>> start Extracted text
Carnegie
Corporation
of New York
Vol. 3/No. 3
Fall 2005
 

Nonprofit Journalism: Removing the Pressure of the Bottom Line

continued from previous page

The British electorate supports its public broadcasting system despite the levy on televisions. A BBC survey last year found that eighty-one percent of respondents think "the Beeb" is worth the money--and many would pay more. Asked what they'd be willing to pay to keep the BBC from shutting down, the average answer was roughly double what they are paying now. For evidence as to why this might be, consider the BBC's coverage of the recent terrorist attacks on the London transit system. Baltimore Sun television critic David Zurawik noted that CNN's coverage "featured a red logo emblazoned with the words: "LONDON TERROR," and he quoted a CNN anchorwoman saying, "An eyewitness described utter pandemonium--bodies strewn around. ... People were screaming. ... They felt they were trapped like sardines essentially waiting to die." By contrast, Zurawik wrote, the BBC "provided a sense of stability even as the death toll climbed," offering an "oasis of relative calm" marked by "images of emergency workers restoring order." It should be noted, however, that there may be some problems ahead for this venerable broadcasting service. In the spring of 2005, the BBC announced plans to cut about 4,000 jobs from a workforce of about 21,000 to save some #355 million (about $670 million)--approximately 10 percent of its annual expenditure--over the next three years. Commenting on these proposed cost-saving measures, BBC director Mark Thompson said that the television license fee will only survive as the main method of funding the BBC "if the public is convinced that the corporation is spending money wisely."
>> end Extracted text
>> start Recorded information
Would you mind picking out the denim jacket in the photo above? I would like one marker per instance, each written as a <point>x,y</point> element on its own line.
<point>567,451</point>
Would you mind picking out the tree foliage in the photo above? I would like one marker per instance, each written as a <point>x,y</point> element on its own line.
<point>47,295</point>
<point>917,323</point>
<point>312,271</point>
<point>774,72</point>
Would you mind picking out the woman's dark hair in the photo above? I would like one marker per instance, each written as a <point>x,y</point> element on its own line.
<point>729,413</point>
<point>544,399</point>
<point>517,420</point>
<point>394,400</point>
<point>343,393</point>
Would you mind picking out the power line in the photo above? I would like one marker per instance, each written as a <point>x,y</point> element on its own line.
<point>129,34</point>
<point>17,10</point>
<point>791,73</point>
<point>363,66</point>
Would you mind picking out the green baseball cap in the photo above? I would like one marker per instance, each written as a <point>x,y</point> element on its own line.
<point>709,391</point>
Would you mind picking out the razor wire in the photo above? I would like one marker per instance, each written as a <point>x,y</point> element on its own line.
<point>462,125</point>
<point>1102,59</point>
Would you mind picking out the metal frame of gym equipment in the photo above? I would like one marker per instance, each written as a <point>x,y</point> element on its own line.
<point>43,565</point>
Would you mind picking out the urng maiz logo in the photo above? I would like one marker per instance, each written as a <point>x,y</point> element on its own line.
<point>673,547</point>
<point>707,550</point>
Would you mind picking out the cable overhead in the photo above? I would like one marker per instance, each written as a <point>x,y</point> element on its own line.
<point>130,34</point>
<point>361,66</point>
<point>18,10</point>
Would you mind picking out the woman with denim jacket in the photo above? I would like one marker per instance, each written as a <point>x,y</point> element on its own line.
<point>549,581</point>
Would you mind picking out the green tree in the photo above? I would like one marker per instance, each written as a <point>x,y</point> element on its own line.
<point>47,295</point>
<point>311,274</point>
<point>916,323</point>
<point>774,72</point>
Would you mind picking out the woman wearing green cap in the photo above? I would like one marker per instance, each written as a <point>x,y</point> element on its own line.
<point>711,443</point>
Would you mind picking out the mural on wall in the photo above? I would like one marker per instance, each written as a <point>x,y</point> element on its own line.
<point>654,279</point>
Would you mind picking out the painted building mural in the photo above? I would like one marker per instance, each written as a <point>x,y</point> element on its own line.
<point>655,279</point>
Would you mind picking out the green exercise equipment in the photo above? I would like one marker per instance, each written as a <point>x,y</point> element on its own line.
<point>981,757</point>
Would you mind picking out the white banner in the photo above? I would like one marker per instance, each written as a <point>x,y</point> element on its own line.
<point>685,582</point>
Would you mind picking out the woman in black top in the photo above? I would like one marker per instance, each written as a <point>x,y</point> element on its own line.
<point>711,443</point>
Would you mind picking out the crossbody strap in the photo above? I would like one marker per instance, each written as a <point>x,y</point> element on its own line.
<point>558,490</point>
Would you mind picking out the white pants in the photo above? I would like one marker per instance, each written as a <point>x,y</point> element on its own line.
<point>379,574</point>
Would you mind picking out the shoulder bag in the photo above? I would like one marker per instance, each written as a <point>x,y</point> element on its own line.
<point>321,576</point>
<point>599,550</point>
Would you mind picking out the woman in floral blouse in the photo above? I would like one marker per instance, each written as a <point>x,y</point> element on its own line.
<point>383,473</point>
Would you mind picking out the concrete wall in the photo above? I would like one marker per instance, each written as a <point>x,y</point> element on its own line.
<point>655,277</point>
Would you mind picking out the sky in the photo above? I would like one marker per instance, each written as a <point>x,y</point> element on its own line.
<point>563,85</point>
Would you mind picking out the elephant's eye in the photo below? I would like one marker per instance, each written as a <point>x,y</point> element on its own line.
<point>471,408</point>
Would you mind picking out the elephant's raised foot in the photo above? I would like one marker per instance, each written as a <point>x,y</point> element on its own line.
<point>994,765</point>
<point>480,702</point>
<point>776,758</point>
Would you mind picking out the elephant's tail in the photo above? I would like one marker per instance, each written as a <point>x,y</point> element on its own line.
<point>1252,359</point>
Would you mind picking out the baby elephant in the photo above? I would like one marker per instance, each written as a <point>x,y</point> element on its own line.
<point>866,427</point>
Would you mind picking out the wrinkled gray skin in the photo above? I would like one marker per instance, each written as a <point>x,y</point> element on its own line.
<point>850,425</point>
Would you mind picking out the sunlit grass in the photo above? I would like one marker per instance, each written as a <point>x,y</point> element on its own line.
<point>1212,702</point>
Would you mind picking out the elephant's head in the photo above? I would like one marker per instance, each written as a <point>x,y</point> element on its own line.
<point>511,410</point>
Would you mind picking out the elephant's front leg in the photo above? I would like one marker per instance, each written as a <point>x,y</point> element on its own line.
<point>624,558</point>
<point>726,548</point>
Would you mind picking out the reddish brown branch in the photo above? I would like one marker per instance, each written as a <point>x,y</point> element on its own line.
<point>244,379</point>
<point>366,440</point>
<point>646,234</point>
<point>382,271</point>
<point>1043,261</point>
>> end Recorded information
Problem details
Continue the article on nonprofit journalism and the BBC from its last sentence.

The result
In all likelihood, NPR is as close as we'll come to a domestic version of the BBC--and government funding will be a relatively small part of the picture. In fact, NPR only gets about one percent of its budget directly from Uncle Sam, although local public radio stations, which get about thirteen percent of their funds from Washington, use some of this money to pay NPR for programming. But while public radio in this country gets by on relatively little government money, it benefits from having a diversified funding base. Local public radio stations get about a third of their money from listener contributions and another quarter from corporate and foundation grants.

NPR has even established a foundation to raise an endowment for itself (PBS has more recently done likewise), and over the years has garnered funds from the Ford, Ahmanson and MacArthur foundations, among other sources. In 2003, it announced what has amounted to a $230 million gift from the estate of Joan B. Kroc, the San Diego philanthropist and widow of McDonald's tycoon Ray Kroc. The Kroc gift has enabled NPR to hire more journalists and expand its news coverage, which now involves 350 full and part-time employees and an annual news budget of $50 million. Local public radio stations provide news and public affairs programming of their own as well. NPR's Klose notes the contrast to for-profit radio: "Radio is completely finished as a reporting medium on the commercial side."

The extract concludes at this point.